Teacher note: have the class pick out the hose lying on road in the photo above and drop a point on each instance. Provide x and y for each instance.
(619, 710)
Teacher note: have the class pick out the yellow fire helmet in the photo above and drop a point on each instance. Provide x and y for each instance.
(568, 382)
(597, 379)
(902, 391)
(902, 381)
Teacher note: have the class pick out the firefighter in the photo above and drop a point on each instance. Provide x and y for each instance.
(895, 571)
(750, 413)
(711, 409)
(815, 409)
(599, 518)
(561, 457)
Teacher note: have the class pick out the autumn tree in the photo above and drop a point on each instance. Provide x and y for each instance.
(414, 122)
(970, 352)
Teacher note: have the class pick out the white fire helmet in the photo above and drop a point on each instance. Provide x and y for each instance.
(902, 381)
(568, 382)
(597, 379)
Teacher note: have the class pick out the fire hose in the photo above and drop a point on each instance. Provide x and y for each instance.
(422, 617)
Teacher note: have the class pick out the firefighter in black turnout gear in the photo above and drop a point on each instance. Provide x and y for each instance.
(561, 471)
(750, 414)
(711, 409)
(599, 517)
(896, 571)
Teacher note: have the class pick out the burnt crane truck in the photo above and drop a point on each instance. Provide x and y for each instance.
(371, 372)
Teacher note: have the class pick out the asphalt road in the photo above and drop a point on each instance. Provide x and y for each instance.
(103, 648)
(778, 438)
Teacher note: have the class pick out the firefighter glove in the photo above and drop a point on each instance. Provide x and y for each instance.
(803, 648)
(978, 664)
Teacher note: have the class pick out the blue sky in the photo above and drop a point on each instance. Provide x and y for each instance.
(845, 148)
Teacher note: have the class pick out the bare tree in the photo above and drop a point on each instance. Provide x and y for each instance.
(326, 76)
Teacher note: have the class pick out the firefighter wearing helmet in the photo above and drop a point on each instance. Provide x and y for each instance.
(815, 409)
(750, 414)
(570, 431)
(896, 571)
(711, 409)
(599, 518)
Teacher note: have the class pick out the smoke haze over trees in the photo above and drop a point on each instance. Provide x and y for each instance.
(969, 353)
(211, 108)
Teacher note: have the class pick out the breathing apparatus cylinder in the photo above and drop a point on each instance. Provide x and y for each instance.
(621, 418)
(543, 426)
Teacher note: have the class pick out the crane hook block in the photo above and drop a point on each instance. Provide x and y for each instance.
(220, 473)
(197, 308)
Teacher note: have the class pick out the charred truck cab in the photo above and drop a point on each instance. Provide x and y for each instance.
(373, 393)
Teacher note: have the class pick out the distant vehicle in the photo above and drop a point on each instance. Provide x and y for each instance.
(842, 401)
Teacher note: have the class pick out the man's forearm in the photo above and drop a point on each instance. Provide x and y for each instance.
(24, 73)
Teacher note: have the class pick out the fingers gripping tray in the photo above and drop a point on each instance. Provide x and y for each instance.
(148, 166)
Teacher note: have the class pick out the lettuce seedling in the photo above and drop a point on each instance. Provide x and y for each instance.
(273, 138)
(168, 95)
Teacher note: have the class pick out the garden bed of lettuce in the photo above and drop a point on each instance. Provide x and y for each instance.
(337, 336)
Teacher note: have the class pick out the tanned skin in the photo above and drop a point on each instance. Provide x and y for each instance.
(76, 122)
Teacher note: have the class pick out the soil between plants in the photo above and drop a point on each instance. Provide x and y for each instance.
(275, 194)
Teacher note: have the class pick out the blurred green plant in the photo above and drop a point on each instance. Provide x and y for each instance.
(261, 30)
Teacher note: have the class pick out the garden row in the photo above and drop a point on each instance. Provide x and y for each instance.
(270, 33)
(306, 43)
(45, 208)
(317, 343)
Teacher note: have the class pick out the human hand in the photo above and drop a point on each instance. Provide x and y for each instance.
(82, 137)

===============

### Problem to solve
Put the listing above into a two-column CSV with the headers instruction and points. Each row pairs one instruction line with all the coordinates that follow it, each value in its own quoted field and any line breaks replaced by spaces.

### Response to this task
instruction,points
"Teacher note: have the class pick out the hose lying on road in the photo above and drop a point on each instance. Provide x and y for each instance.","(619, 710)"
"Teacher note: have the class pick out the yellow fire helmet in the photo above and drop a point on each instance. Provide x and y for each instance.","(568, 382) (597, 379) (902, 391) (902, 381)"
"Teacher note: have the class pick out the firefighter in the photo above and drop a point on each instance. Provide x and y for each instance.","(895, 571) (750, 413) (711, 409) (815, 409) (599, 518) (561, 457)"
"Teacher note: have the class pick out the autumn tree in the photo above and drop a point on each instance. Provide x and y for each instance.","(414, 122) (970, 352)"
"Teacher note: have the class pick out the white fire helmet in the photo above and drop a point on each instance. Provide x and y for each instance.","(902, 381) (568, 382) (597, 379)"
"Teacher note: have the class pick out the fire hose in the photo above and drop a point on each instance. Provide x and y for each instance.","(422, 617)"
"Teacher note: have the class pick out the firefighter in black turnout gear in the photo above and drop a point on each instance. Provide x and y for each instance.","(561, 471) (750, 414) (711, 409) (599, 517) (896, 571)"
"Teacher note: have the class pick out the burnt crane truck in the photo above and drop a point on each instance. Provide x and y for each instance.","(371, 372)"
"Teacher note: have the class pick out the asphalt road in the photo above and drop a point on each instance. Provide x and y for each instance.","(103, 648) (778, 438)"
"Teacher note: have the class pick out the firefighter glove in the photo above and drop a point on each instance. Provide x and y for each instance.","(803, 648) (978, 664)"
"Teacher note: have the class pick out the blue sky in the photo above and drop a point on each instance. Provide x and y for each instance.","(845, 148)"
"Teacher note: have the class pick out the bare tree in the photo above and drop a point on each instance. Provide x and y for each instance.","(326, 76)"
"Teacher note: have the class pick out the firefighter wearing helmet in the photo above and drop a point on each instance. Provide x and y for each instance.","(815, 409) (750, 414) (570, 431) (896, 571) (711, 409) (599, 518)"
"Teacher note: have the class pick out the smoke haze over trees in the photo above and drop a point on each instance. Provide x and y for each instance.","(969, 353) (211, 108)"
"Teacher note: have the class pick out the breathing apparatus cylinder in the photo above and drop a point on each instance. Provide x and y for each instance.","(621, 418) (543, 426)"
"Teacher note: have the class pick out the crane hook block in the photo above and drop a point on each instance. Provide x and y for each instance.","(220, 473) (197, 308)"
"Teacher note: have the class pick out the charred truck cab in the photo above and drop a point on each instance. Provide x and y for each instance.","(373, 393)"
"Teacher note: have the class pick out the distant vehicle in the photo above and drop a point on each instance. Provide x and y for each instance.","(842, 401)"
"Teacher note: have the class pick out the man's forearm in the photo above and drop a point on each instance. Provide x and y for each instance.","(24, 73)"
"Teacher note: have the class pick out the fingers gripping tray in the photo above and drop a point on each instance. Provide x and y for each instance.","(148, 166)"
"Teacher note: have the class pick out the lettuce seedling in the photo above and drop a point on each instance. Provide x and y for each instance.","(273, 138) (168, 95)"
"Teacher note: have the class pick out the garden bed of lettuce in the photo above and drop a point on each instance. Provide x and y for each instance.","(337, 336)"
"Teacher note: have the class pick out the tanned skin in the photo above and drop a point on each instance. Provide x and y for each instance.","(76, 122)"
"Teacher note: have the class pick out the soil between plants in the photo above and drop a point on each instance. Provide x and y for each instance.","(275, 194)"
"Teacher note: have the class pick out the blurred green plant in the photo above and drop a point on each instance. Provide x and y for each instance.","(261, 30)"
"Teacher note: have the class pick out the garden row in the photo above and drop a point on each instance. Provide x and y for each instance.","(270, 33) (306, 43) (45, 208) (317, 343)"
"Teacher note: have the class pick out the human hand in the photo above and drop a point on each instance. Provide x and y for each instance.","(82, 137)"